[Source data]
= = =
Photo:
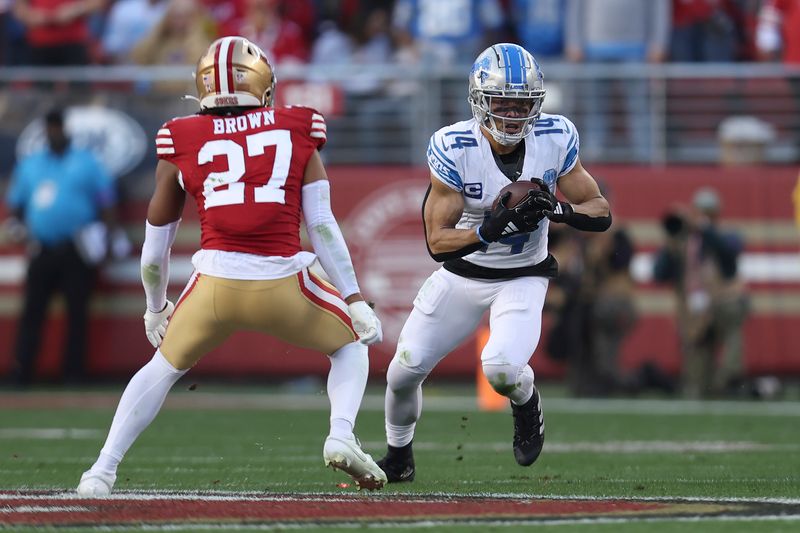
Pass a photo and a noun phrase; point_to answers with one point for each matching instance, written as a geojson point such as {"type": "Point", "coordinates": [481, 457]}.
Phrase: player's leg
{"type": "Point", "coordinates": [515, 328]}
{"type": "Point", "coordinates": [193, 330]}
{"type": "Point", "coordinates": [445, 312]}
{"type": "Point", "coordinates": [305, 311]}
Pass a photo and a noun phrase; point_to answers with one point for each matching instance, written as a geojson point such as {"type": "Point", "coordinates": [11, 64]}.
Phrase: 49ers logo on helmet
{"type": "Point", "coordinates": [222, 101]}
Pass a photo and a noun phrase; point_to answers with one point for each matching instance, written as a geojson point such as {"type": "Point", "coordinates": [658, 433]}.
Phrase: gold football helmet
{"type": "Point", "coordinates": [234, 72]}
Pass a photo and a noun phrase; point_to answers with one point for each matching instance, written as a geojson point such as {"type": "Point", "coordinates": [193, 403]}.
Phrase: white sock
{"type": "Point", "coordinates": [347, 380]}
{"type": "Point", "coordinates": [138, 406]}
{"type": "Point", "coordinates": [403, 403]}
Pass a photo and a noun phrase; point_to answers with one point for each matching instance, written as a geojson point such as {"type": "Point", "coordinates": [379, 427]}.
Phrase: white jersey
{"type": "Point", "coordinates": [461, 158]}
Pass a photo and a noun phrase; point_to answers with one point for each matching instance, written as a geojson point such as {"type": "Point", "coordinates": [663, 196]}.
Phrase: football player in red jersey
{"type": "Point", "coordinates": [252, 169]}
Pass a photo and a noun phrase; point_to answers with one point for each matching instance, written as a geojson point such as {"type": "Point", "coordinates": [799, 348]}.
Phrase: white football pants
{"type": "Point", "coordinates": [446, 311]}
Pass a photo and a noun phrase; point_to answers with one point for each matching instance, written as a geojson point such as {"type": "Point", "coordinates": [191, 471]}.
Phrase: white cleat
{"type": "Point", "coordinates": [95, 485]}
{"type": "Point", "coordinates": [346, 455]}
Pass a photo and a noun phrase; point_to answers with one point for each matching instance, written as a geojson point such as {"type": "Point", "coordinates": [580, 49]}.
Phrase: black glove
{"type": "Point", "coordinates": [503, 222]}
{"type": "Point", "coordinates": [550, 207]}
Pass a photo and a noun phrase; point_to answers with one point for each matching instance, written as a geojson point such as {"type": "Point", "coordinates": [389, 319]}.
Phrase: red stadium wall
{"type": "Point", "coordinates": [379, 210]}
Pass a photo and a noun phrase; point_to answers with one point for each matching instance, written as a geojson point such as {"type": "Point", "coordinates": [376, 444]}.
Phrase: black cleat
{"type": "Point", "coordinates": [528, 429]}
{"type": "Point", "coordinates": [398, 464]}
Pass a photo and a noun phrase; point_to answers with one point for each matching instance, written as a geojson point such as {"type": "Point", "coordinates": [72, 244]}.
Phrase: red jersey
{"type": "Point", "coordinates": [245, 173]}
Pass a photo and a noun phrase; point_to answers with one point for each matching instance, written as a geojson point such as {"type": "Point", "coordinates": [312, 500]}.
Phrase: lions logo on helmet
{"type": "Point", "coordinates": [506, 72]}
{"type": "Point", "coordinates": [234, 72]}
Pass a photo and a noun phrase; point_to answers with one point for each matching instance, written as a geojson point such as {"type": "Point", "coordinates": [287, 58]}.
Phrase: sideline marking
{"type": "Point", "coordinates": [375, 402]}
{"type": "Point", "coordinates": [50, 433]}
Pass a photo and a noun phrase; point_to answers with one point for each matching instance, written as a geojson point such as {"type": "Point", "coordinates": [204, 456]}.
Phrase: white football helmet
{"type": "Point", "coordinates": [234, 72]}
{"type": "Point", "coordinates": [506, 71]}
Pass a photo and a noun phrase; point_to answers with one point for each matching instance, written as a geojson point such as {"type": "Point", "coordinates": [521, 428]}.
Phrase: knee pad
{"type": "Point", "coordinates": [401, 378]}
{"type": "Point", "coordinates": [513, 381]}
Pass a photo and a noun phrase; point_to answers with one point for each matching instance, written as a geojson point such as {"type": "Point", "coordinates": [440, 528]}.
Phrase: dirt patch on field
{"type": "Point", "coordinates": [63, 509]}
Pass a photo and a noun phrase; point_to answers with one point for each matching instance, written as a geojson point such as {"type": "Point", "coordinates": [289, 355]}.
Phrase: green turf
{"type": "Point", "coordinates": [462, 452]}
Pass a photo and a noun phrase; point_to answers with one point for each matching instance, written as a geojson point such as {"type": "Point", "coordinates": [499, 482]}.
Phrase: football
{"type": "Point", "coordinates": [518, 190]}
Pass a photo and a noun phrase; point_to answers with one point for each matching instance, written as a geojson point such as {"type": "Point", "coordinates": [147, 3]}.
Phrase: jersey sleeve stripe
{"type": "Point", "coordinates": [440, 153]}
{"type": "Point", "coordinates": [570, 160]}
{"type": "Point", "coordinates": [435, 152]}
{"type": "Point", "coordinates": [448, 175]}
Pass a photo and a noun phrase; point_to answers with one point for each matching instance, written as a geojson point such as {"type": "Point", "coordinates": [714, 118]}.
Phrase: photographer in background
{"type": "Point", "coordinates": [701, 261]}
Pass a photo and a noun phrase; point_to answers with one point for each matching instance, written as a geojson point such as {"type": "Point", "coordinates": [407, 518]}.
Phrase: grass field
{"type": "Point", "coordinates": [737, 463]}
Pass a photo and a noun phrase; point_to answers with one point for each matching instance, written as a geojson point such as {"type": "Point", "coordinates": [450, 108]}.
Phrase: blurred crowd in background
{"type": "Point", "coordinates": [147, 32]}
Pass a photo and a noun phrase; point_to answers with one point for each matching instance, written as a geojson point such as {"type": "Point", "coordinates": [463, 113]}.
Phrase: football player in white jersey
{"type": "Point", "coordinates": [494, 258]}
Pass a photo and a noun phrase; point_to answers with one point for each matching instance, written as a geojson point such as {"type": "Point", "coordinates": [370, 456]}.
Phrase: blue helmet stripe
{"type": "Point", "coordinates": [515, 65]}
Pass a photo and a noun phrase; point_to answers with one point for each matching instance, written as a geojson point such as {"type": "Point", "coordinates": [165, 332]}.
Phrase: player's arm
{"type": "Point", "coordinates": [441, 211]}
{"type": "Point", "coordinates": [161, 226]}
{"type": "Point", "coordinates": [585, 209]}
{"type": "Point", "coordinates": [329, 245]}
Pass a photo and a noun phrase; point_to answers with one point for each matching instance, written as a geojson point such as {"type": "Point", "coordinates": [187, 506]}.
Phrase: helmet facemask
{"type": "Point", "coordinates": [507, 116]}
{"type": "Point", "coordinates": [506, 92]}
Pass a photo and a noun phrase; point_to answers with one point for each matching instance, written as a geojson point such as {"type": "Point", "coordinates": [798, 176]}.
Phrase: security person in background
{"type": "Point", "coordinates": [56, 197]}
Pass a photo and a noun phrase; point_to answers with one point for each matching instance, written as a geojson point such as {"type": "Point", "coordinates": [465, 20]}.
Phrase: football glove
{"type": "Point", "coordinates": [365, 322]}
{"type": "Point", "coordinates": [155, 324]}
{"type": "Point", "coordinates": [550, 207]}
{"type": "Point", "coordinates": [502, 222]}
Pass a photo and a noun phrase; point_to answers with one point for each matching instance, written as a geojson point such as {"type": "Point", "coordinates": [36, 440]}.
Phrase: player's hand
{"type": "Point", "coordinates": [503, 222]}
{"type": "Point", "coordinates": [365, 322]}
{"type": "Point", "coordinates": [553, 209]}
{"type": "Point", "coordinates": [155, 324]}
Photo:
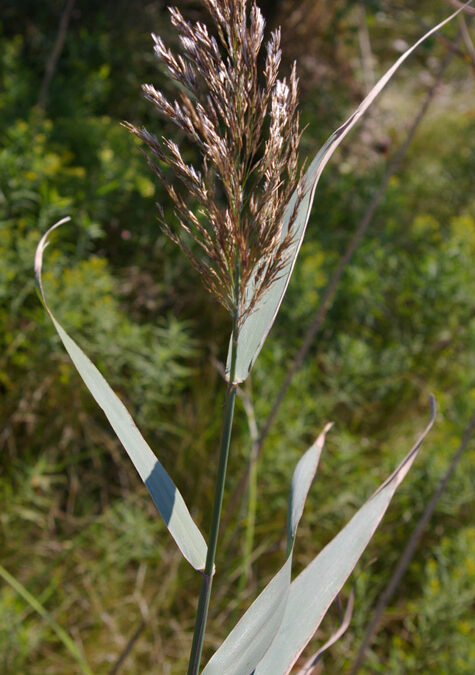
= = =
* [Description of the task]:
All of the records should be output exactly as they stand, with pictures omitted.

* [Solution to this exercise]:
Photo:
Pass a photo and a noun phrase; point_to answers with one point for each matching instance, written as a geojson point such as {"type": "Point", "coordinates": [481, 457]}.
Phrase: player's leg
{"type": "Point", "coordinates": [515, 328]}
{"type": "Point", "coordinates": [193, 330]}
{"type": "Point", "coordinates": [445, 312]}
{"type": "Point", "coordinates": [305, 311]}
Pass a photo and a noun phrase; point_to answers with one point for each matching instance, written as a geojson point such as {"type": "Point", "coordinates": [11, 64]}.
Phrase: 49ers logo on helmet
{"type": "Point", "coordinates": [222, 101]}
Pass a photo and a noun phrase; point_to answers with one point for each matching instance, written as a geojson point such as {"type": "Point", "coordinates": [658, 433]}.
Phrase: gold football helmet
{"type": "Point", "coordinates": [234, 72]}
Pass a photo and a noun phrase; point_to answers with one point for each matching instance, written as a geojson point such as {"type": "Point", "coordinates": [193, 403]}.
Phrase: white sock
{"type": "Point", "coordinates": [347, 380]}
{"type": "Point", "coordinates": [138, 406]}
{"type": "Point", "coordinates": [403, 403]}
Pass a photo and a noun phrase; point_to answers with one point for each matching instance, written as a geojson point such as {"type": "Point", "coordinates": [379, 427]}.
Phrase: white jersey
{"type": "Point", "coordinates": [461, 158]}
Pass a photo and a noun phrase; point_to answers with one point for each matching instance, written as a geojson point such as {"type": "Point", "coordinates": [663, 196]}.
Phrase: football player in red jersey
{"type": "Point", "coordinates": [252, 169]}
Pass a photo and a noun phrase; point_to answers with one point for each matching instance, written as a geojson point such as {"type": "Point", "coordinates": [799, 348]}.
Phrase: white football pants
{"type": "Point", "coordinates": [446, 311]}
Pass a photo and a noun phrase; point_to answers with one point for each matching instance, written as a geojson point such as {"type": "Point", "coordinates": [191, 471]}.
Phrase: white cleat
{"type": "Point", "coordinates": [95, 485]}
{"type": "Point", "coordinates": [346, 455]}
Pass a photo and a noun phrase; point_to answers with one point for each matching instance, written as a geojson point such as {"type": "Point", "coordinates": [580, 49]}.
Phrase: black glove
{"type": "Point", "coordinates": [503, 222]}
{"type": "Point", "coordinates": [550, 207]}
Pass a photo and a noun phrase; point_to answers with one point for each matching instance, written as a geojson point such as {"type": "Point", "coordinates": [389, 319]}.
Phrase: red stadium wall
{"type": "Point", "coordinates": [379, 210]}
Pass a photo and a noun phrase; point_to answers with one point for each matching instance, written as a geojson point such as {"type": "Point", "coordinates": [376, 444]}.
Phrase: black cleat
{"type": "Point", "coordinates": [528, 429]}
{"type": "Point", "coordinates": [398, 464]}
Pass a photo and a noun phrase; point_to answers with one point for each matching instance, written as a geojson point such as {"type": "Point", "coordinates": [72, 244]}.
Phrase: red jersey
{"type": "Point", "coordinates": [245, 173]}
Pass a photo and a noun phrase; point_to answers with one point for each matching instance, written as a geojson point such as {"type": "Point", "coordinates": [312, 500]}.
Phrase: lions logo on helmet
{"type": "Point", "coordinates": [506, 72]}
{"type": "Point", "coordinates": [234, 72]}
Pass a photo and a noun phrase; point_to answers with one point for each matching instance, written as a geojson point such as {"type": "Point", "coordinates": [287, 58]}.
Phrase: sideline marking
{"type": "Point", "coordinates": [375, 402]}
{"type": "Point", "coordinates": [50, 433]}
Pass a photo and a noun phrase; point_to answers with one point for each matching instance, written as a geojson point such as {"type": "Point", "coordinates": [204, 456]}.
Phrase: white football helmet
{"type": "Point", "coordinates": [234, 72]}
{"type": "Point", "coordinates": [506, 71]}
Pass a photo and a noun phrase; point_to answers with one point for each matching instance, written as a geojson point such as {"type": "Point", "coordinates": [521, 428]}.
Phrase: knee pad
{"type": "Point", "coordinates": [401, 378]}
{"type": "Point", "coordinates": [513, 381]}
Pass a photo and a noun phrase; point_to answers with one point for each matching instance, written as a geojson point such as {"type": "Point", "coordinates": [440, 528]}.
Phrase: dirt patch on field
{"type": "Point", "coordinates": [63, 509]}
Pass a photo and a noun phrase; point_to answers with one point for each matching instance, written as a geojson point such as {"type": "Point", "coordinates": [289, 355]}.
Phrase: green turf
{"type": "Point", "coordinates": [462, 452]}
Pass a photo and a noun phrase; point_to answers with one point for each matching instance, written as a geojson point such as {"type": "Point", "coordinates": [499, 482]}.
Phrase: football
{"type": "Point", "coordinates": [518, 190]}
Pass a photo and a noun phrase; point_to answers with one point for each matching instance, written as a geojson point such as {"type": "Point", "coordinates": [147, 3]}.
Phrase: jersey sleeve stripe
{"type": "Point", "coordinates": [440, 153]}
{"type": "Point", "coordinates": [570, 160]}
{"type": "Point", "coordinates": [435, 152]}
{"type": "Point", "coordinates": [448, 175]}
Pass a photo and a noun phrase; point_to answers with one point for each matching instance, written as a geojson point such as {"type": "Point", "coordinates": [714, 118]}.
Phrase: photographer in background
{"type": "Point", "coordinates": [701, 261]}
Pass a photo and a noun phrase; point_to answers with one point for each matching instance, written as a geojson point such as {"type": "Point", "coordinates": [407, 518]}.
Phrase: grass field
{"type": "Point", "coordinates": [737, 463]}
Pass a photo and a noun phrase; point_to answers with one point for each matching instance, written as a geojson point such as {"type": "Point", "coordinates": [450, 108]}.
Phrase: blurred crowd in background
{"type": "Point", "coordinates": [147, 32]}
Pass a photo and a noun phrase; point_to answers with one point for each matching instance, written as a geojson point such as {"type": "Point", "coordinates": [463, 113]}.
Phrase: football player in white jersey
{"type": "Point", "coordinates": [494, 258]}
Pass a photo and a noun phrase; point_to answers with one point for each matching instance, written as a geojson point such as {"type": "Point", "coordinates": [370, 456]}.
Phrase: blue helmet stripe
{"type": "Point", "coordinates": [515, 65]}
Pass a photo and a noun phrase; point_to answers with one point for each matching instance, written as a geojson point such as {"type": "Point", "coordinates": [165, 332]}.
Phrase: player's arm
{"type": "Point", "coordinates": [441, 211]}
{"type": "Point", "coordinates": [161, 226]}
{"type": "Point", "coordinates": [585, 209]}
{"type": "Point", "coordinates": [329, 245]}
Pass a photo and a noun phrase; point_to answers with one point for each matching instance, written as a geojson point such as {"type": "Point", "coordinates": [187, 506]}.
Phrase: helmet facemask
{"type": "Point", "coordinates": [507, 116]}
{"type": "Point", "coordinates": [506, 92]}
Pass a photo and a noun phrase; point_to answers with one point for each matching instance, written as a geojson point such as {"type": "Point", "coordinates": [798, 176]}.
Phrase: security person in background
{"type": "Point", "coordinates": [56, 197]}
Pass a photo and a noun phrase; point_to answers with one point for each matching instance, written as a geojson point such as {"type": "Point", "coordinates": [465, 20]}.
Phrase: football glove
{"type": "Point", "coordinates": [365, 322]}
{"type": "Point", "coordinates": [155, 324]}
{"type": "Point", "coordinates": [550, 207]}
{"type": "Point", "coordinates": [502, 222]}
Pass a photo and a noun phrase; point_to answers with one point for each matching instance, written as a geojson point such as {"type": "Point", "coordinates": [36, 440]}.
Phrase: player's hand
{"type": "Point", "coordinates": [503, 222]}
{"type": "Point", "coordinates": [365, 322]}
{"type": "Point", "coordinates": [553, 209]}
{"type": "Point", "coordinates": [155, 324]}
Photo:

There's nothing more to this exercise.